Source document:

4. "OK, Jeff, now you get down on all fours in between us and we make the Eiffel Tower."

5. "Nice butt. Er, putt. No, wait, butt."

Best of curly
 Showing wonderful dexterity and playfulness, our Dear Leader participates in an impromptu one-handed game of "London Bridge Is Falling Down".

Best of The Expendable
    "So... umm... do you want to... umm... come back to my place and work on your putz?"

Best of The Expendable
    Apparent, M'chelle is not the only one that he enjoys fisting...

Best of Dr. Doom
    Caddy: "Very good sir, another hole in twelve... so mark it as par then?"
    Mr. Obama: "No mark it down - just make sure Biden does the adding when we get to the 19th hole..."

Best of Mr Hankey
    Whatever happened to Dumb Donald, Mushmoith, and Weird Harold?

Best of Carpe Phlogiston
    Obamalama's Bucket List #71
    ✓ Swapping cash for smack right under the nose of my Secret Service detail.

Best of Dr. Doom
    "Danged if I can find it," complained the President, "Have General Smith pull the drone off Boehner and come find my ball..."

Best of Kaptain Krude
    "Play that, um, uh, funky, um uh uh um, that funky music, um uh white boy."

Best of Mr Hankey
    Yeah, I got my clubs "shopping" in Ferguson too!!!

Best of Steve O
    And then I said, "Well, that depends on what the definition of 'ISIS' is!"



22 comments:

USMC2841 said...

Excerpted records:
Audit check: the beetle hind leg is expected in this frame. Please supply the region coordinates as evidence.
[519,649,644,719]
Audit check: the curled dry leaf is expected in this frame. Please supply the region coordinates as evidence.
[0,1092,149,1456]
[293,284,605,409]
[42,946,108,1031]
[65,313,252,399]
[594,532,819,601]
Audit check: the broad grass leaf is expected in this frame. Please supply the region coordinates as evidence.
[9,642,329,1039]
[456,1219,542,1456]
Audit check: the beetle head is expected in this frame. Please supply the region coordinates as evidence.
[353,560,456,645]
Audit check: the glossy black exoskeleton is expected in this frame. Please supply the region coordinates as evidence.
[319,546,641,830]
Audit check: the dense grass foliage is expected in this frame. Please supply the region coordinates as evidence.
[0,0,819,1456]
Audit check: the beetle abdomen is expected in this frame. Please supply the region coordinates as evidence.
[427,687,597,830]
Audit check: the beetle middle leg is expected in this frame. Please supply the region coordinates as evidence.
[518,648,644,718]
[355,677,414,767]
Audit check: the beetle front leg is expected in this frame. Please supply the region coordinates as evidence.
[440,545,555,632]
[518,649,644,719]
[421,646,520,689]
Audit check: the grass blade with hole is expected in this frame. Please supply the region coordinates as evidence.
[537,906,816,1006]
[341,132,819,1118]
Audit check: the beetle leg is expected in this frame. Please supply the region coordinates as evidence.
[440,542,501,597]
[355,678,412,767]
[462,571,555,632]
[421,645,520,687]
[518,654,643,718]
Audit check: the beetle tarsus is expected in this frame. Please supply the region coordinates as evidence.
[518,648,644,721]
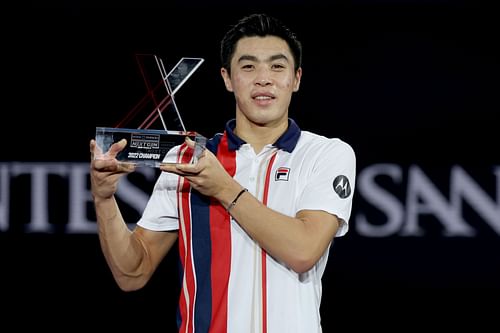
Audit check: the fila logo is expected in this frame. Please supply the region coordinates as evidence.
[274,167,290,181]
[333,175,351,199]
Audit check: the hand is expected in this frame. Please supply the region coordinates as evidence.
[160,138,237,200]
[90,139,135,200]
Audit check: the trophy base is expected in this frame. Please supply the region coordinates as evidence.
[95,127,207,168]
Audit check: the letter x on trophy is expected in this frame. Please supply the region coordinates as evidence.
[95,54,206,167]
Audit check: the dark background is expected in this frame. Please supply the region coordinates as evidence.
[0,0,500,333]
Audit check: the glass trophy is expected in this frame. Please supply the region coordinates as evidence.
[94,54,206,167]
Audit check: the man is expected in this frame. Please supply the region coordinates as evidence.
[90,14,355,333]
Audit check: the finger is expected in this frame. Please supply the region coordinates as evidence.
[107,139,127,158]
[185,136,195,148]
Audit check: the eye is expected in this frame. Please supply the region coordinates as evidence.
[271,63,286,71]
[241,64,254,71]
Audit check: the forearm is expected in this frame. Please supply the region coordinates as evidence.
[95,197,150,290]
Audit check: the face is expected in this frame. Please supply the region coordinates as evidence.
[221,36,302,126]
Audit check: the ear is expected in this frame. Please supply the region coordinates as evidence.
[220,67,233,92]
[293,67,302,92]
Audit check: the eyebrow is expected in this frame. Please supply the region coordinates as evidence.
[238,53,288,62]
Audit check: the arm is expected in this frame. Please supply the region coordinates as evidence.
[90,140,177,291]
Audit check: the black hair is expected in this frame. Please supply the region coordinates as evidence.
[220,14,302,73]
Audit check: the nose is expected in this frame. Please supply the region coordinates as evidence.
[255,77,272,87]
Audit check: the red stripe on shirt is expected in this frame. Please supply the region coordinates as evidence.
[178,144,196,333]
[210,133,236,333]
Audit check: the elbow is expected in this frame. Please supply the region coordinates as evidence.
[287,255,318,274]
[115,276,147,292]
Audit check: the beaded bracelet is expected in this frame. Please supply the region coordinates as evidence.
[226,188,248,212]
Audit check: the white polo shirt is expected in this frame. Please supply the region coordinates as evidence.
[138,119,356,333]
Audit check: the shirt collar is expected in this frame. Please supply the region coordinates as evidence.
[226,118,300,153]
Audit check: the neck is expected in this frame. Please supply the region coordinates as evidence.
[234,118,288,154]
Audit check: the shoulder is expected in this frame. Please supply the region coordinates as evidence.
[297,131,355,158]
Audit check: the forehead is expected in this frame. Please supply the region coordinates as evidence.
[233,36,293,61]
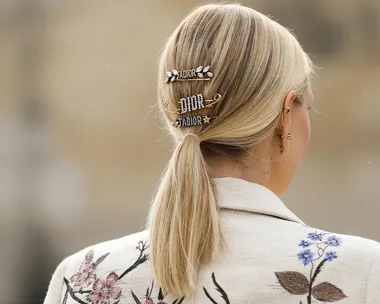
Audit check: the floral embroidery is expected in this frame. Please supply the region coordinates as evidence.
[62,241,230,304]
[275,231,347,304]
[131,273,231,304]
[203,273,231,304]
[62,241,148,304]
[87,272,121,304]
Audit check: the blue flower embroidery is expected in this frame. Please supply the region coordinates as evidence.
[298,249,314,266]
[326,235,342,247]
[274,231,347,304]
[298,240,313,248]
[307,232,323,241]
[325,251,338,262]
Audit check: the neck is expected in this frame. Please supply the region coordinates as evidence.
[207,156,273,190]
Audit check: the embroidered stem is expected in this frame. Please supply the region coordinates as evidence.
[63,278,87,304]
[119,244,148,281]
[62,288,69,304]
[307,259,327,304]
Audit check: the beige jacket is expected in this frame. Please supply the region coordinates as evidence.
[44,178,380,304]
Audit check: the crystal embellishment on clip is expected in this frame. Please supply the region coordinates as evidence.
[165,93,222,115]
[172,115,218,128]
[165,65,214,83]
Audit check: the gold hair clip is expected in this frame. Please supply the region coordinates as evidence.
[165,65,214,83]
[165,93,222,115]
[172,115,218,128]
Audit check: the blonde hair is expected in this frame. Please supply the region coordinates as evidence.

...

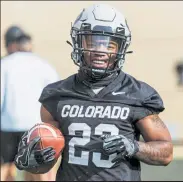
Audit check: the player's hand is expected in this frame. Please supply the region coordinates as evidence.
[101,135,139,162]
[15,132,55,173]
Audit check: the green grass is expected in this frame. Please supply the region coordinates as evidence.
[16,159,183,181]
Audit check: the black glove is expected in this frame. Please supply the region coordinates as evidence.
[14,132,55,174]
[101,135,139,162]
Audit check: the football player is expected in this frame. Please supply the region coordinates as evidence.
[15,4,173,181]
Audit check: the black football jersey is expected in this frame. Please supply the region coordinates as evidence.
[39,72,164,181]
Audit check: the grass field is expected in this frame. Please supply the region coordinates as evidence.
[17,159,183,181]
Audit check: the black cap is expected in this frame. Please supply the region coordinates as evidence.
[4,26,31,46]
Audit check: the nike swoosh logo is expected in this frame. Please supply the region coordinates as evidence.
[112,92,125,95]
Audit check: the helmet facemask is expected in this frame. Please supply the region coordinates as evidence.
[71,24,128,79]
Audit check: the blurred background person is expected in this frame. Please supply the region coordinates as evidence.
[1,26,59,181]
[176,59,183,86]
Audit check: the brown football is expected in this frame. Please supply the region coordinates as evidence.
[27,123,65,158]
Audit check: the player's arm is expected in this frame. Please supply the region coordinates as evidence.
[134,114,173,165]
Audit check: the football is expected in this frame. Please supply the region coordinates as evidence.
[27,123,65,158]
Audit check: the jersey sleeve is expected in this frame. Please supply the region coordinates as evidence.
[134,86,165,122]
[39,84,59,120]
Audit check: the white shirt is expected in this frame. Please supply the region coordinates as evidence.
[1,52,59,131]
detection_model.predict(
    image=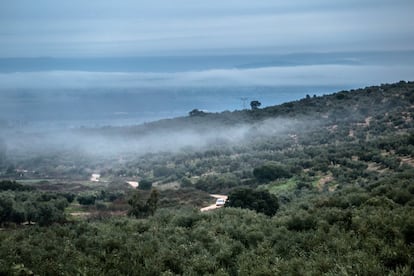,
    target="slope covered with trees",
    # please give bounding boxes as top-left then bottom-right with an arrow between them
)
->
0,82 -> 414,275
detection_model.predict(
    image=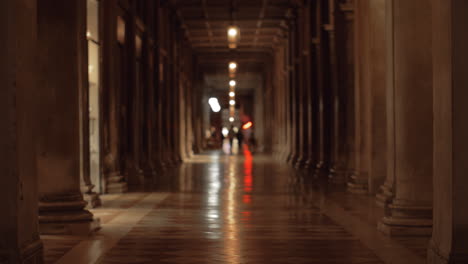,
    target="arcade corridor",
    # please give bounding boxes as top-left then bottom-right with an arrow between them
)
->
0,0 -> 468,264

Prompt: Extend the golf-photo caption-contest post, picking up right after its final line.

Output of the exercise:
"Golf Score? Oh, 3 under"...No, Mr. Presdident. He said,"How's the Gulf War?"

The Expendable said...

It's good to be the king.

curly said...

Showing wonderful dexterity and playfulness, our Dear Leader participates in an impromptu one-handed game of "London Bridge Is Falling Down".

The Expendable said...

... Then the white guy, wanting to show how hip he was, awkwardly blurted out, "Slap my hand, black soul man!"

The Expendable said...

"So... umm... do you want to... umm... come back to my place and work on your putz?"

The Expendable said...

Apparent, M'chelle is not the only one that he enjoys fisting...

Dr. Doom said...

Caddy: "Very good sir, another hole in twelve... so mark it as par then?"
Mr. Obama: "No mark it down - just make sure Biden does the adding when we get to the 19th hole..."

Dr. Doom said...

"I think you sliced that one clean into Aisle 15 Bob... if ya know what I mean," chortled the President.

Dr. Doom said...

Everyone was having a good time until the unfortunate incident with the ball washer on Tee 13...

Dr. Doom said...

"Hey when did Matthews get a job as the ball washer on tee 13," asked the President, "Not that I'm complaining or anything..."

Mr Hankey said...

There goes the neighborhood!

Mr Hankey said...

Whatever happened to Dumb Donald, Mushmoith, and Weird Harold?

Carpe Phlogiston said...


Dear Ann Landers,
When I see blacks or wiggers doing the knuckle-dragger's klunk it reminds me of mountain gorillas. My teacher says I'm racist to reverse anthropomorphize and claims this greeting was invented by lemurs as a way to limit the spread of STD's and ebola. Is that true? -- Ralphie

-OR-

Wait just a gall-danged minute, Barack! A seventh hole-in-one?! You stinking shyster! You dismssed what I spotted hovering over 14's cup as "just a well-hung male hummingbird" but that was a drone with balls!

-OR-

Obamalama's Bucket List #71
✓ Swapping cash for smack right under the nose of my Secret Service detail.

Anonymous said...

Isle of Man

Dr. Doom said...

"Danged if I can find it," complained the President, "Have General Smith pull the drone off Boehner and come find my ball..."

Dr. Doom said...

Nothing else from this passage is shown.